[Start DATA FOR THIS TASK]
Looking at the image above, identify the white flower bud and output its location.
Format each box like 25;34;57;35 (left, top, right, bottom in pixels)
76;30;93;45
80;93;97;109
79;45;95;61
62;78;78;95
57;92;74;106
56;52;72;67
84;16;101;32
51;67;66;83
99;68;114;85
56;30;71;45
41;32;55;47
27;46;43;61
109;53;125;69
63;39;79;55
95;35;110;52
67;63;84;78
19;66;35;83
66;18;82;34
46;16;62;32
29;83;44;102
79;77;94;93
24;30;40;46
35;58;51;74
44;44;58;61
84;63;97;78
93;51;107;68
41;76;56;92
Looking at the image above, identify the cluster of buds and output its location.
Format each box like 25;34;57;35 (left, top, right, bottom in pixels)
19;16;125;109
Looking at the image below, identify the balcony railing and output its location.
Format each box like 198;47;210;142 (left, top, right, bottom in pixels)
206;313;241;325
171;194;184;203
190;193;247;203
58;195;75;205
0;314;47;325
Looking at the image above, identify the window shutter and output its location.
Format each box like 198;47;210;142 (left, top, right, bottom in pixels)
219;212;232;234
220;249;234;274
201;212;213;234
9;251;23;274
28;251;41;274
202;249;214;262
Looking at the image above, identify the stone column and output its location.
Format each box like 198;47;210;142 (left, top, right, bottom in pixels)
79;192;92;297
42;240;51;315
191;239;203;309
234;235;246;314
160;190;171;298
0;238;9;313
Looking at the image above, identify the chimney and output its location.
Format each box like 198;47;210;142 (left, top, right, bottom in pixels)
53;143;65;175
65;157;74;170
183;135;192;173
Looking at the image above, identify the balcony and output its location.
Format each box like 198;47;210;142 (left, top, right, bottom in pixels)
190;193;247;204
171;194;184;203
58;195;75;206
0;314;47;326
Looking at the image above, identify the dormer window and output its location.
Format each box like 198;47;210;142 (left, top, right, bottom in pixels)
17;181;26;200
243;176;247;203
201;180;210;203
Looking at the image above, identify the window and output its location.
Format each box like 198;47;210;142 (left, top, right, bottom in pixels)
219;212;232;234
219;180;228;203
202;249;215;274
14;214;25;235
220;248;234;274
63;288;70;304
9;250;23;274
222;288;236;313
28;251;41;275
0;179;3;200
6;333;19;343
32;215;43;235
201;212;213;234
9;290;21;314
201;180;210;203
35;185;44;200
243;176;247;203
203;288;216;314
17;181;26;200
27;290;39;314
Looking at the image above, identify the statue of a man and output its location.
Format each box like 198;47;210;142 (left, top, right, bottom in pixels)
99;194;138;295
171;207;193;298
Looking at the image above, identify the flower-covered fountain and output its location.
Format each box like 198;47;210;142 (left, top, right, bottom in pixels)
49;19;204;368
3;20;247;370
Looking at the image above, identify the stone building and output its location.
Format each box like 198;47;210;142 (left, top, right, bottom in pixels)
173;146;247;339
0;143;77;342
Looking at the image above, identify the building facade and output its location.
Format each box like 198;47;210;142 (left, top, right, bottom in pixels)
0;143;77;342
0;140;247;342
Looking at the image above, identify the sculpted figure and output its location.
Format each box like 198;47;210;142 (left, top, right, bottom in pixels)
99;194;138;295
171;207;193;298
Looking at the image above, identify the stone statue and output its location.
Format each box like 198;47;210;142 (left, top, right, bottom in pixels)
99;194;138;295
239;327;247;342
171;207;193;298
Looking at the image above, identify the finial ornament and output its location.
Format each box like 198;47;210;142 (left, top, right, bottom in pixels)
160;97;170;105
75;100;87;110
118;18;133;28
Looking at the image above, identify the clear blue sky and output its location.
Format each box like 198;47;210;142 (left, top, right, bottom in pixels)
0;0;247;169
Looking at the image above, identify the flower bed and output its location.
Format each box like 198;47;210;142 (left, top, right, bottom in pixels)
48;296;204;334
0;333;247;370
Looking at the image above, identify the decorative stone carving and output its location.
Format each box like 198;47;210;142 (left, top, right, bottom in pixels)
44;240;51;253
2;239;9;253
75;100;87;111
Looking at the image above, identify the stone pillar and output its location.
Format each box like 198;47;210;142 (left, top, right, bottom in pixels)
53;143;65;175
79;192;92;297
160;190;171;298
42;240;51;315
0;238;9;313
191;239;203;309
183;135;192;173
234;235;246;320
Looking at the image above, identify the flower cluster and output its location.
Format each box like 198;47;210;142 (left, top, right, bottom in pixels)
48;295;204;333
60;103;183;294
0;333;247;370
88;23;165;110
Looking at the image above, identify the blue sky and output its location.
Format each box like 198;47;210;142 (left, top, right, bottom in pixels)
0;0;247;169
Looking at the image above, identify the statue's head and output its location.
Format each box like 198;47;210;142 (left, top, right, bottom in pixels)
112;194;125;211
[End DATA FOR THIS TASK]
**DO THIS**
Reproduce everything in the records from the line containing "Looking at the image above, identify the decorative" down to the very end of the records, keeping both ends.

**THE RESULT**
Looking at the image above, identify the decorative stone carving and output its location.
Format each box like 198;47;210;142 (left, top, right, bottom in pixels)
44;240;51;253
2;239;9;253
75;100;87;111
Looking at the image above, identify the stone pillar and output its location.
Format each box like 198;47;210;142 (left, top, right, bottom in pixels)
53;143;65;175
79;192;92;297
160;190;171;298
42;240;51;315
0;238;9;313
191;239;203;309
183;135;192;173
234;235;246;320
Looking at the image above, identify the flower cluster and output its location.
Format each box like 198;47;210;142 (left, top, right, bottom in pixels)
48;295;204;333
60;103;183;294
0;333;247;370
88;23;165;110
Looking at the image above, identify the blue sky and output its location.
Format each box like 198;47;210;142 (left, top, right, bottom in pixels)
0;0;247;169
Looking at the image above, identify the statue's head and output its location.
Format each box like 198;47;210;142 (left, top, right, bottom in pixels)
112;194;125;211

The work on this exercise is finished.